EXERCISE :: Copy the data from the line that contains "Locate the man" to its last line, exactly, including both of those lines and leaving out everything before.

INFORMATION SHOWN ::
====
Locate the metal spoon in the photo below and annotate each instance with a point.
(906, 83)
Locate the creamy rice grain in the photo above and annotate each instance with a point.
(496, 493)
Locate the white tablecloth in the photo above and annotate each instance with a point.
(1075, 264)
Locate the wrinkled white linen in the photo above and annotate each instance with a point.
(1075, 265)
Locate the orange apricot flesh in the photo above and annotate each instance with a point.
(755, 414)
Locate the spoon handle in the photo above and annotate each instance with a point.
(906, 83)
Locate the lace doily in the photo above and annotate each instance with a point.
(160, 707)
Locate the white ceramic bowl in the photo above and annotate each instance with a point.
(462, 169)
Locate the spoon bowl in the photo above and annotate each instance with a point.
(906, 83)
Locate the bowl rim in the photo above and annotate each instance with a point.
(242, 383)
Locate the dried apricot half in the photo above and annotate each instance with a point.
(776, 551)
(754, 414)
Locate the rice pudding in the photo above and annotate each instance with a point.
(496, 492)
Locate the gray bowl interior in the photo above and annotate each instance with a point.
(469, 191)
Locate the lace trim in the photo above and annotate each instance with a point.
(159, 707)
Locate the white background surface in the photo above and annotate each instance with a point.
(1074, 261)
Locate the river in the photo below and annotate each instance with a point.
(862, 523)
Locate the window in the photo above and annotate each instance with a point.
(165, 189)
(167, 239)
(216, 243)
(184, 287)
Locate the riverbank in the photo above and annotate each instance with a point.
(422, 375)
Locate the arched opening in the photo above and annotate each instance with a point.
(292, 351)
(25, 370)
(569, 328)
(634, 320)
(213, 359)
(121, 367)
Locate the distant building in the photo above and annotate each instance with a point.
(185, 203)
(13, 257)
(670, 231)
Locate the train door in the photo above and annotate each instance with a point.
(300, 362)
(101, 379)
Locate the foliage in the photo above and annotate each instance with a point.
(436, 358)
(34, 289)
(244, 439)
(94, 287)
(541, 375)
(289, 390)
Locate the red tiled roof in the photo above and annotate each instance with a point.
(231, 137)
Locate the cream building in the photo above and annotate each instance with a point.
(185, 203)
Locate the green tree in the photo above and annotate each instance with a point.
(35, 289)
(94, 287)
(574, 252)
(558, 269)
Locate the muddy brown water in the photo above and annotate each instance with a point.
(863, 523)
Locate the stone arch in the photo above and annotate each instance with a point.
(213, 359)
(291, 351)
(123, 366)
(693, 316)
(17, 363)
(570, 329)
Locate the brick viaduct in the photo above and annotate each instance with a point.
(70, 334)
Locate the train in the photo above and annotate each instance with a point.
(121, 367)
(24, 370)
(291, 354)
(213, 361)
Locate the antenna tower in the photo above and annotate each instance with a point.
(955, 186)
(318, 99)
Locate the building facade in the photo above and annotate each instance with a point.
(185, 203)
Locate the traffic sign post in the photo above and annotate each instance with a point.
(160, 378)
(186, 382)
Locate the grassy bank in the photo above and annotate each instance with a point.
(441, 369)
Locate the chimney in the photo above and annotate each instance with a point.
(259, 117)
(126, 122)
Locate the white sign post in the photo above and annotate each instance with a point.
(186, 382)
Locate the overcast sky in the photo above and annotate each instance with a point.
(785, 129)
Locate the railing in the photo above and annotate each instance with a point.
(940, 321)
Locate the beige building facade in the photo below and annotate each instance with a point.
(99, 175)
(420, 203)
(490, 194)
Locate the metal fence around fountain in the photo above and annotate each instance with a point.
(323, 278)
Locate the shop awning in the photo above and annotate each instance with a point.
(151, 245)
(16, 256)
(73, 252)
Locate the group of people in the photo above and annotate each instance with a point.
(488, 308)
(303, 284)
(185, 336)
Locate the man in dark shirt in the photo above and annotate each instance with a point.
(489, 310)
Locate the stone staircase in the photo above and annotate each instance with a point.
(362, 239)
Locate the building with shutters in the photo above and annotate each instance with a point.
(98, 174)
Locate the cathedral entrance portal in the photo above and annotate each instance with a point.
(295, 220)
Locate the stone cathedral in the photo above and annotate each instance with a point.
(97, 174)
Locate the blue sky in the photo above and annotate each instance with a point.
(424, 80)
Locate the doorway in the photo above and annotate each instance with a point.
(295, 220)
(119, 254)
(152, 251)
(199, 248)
====
EXERCISE OUTPUT ::
Locate the man in dark shirt in the photo above and annotate each instance with a point.
(489, 310)
Locate the stone staircase in the photo above and annotate each instance with a point.
(362, 239)
Locate the building with shutters in the photo above and annotate each instance with a point.
(98, 174)
Locate the cathedral entrance portal in the photo above and annotate each instance with a point.
(295, 220)
Locate the stone cathedral in the photo above and annotate each instance with a point.
(97, 174)
Locate the blue sky in the photo above and annotate each instance with a point.
(424, 80)
Locate the doorway in the photo above and annotate each instance with a point.
(295, 220)
(119, 254)
(152, 251)
(199, 248)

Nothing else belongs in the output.